_EXERCISE REQUIREMENTS_.
Please print the listing below line for line, without any change, and leave out the pictures.

_EXTRACTED DATA_.
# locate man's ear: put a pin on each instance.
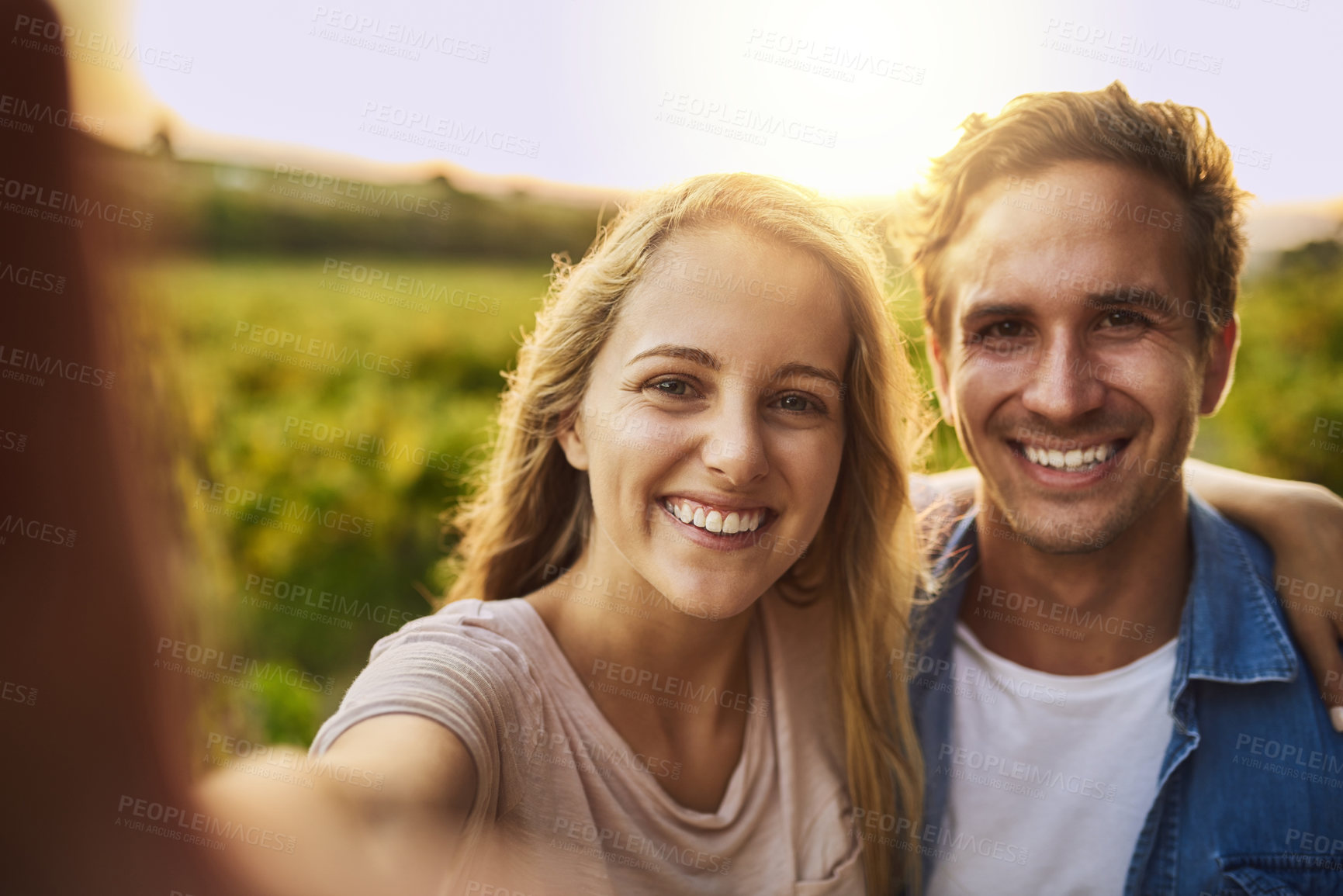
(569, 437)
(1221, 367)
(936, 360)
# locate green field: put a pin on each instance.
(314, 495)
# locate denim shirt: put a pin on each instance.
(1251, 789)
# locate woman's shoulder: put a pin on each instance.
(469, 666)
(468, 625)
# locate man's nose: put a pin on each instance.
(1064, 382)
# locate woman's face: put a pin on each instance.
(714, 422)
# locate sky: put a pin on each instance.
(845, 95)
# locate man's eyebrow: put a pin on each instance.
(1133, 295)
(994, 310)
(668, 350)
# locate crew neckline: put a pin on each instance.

_REPLY_.
# locate man's ear: put a pin on each instance.
(569, 437)
(1221, 367)
(936, 360)
# locate green field: put a pin on each instance.
(314, 495)
# locate denim shirt: put a pin on each instance.
(1251, 789)
# locate woman's shoulder: put a pin on each instance.
(469, 666)
(468, 625)
# locate man's nose: put a pin on each instance.
(1064, 382)
# locate woman's face: put a pin on each instance.
(714, 422)
# locate sky: put a pin on each instance.
(845, 95)
# locate man's eyebrow: put a pin on each instance.
(1133, 295)
(994, 310)
(668, 350)
# locate crew neckline: put a pin on each instance.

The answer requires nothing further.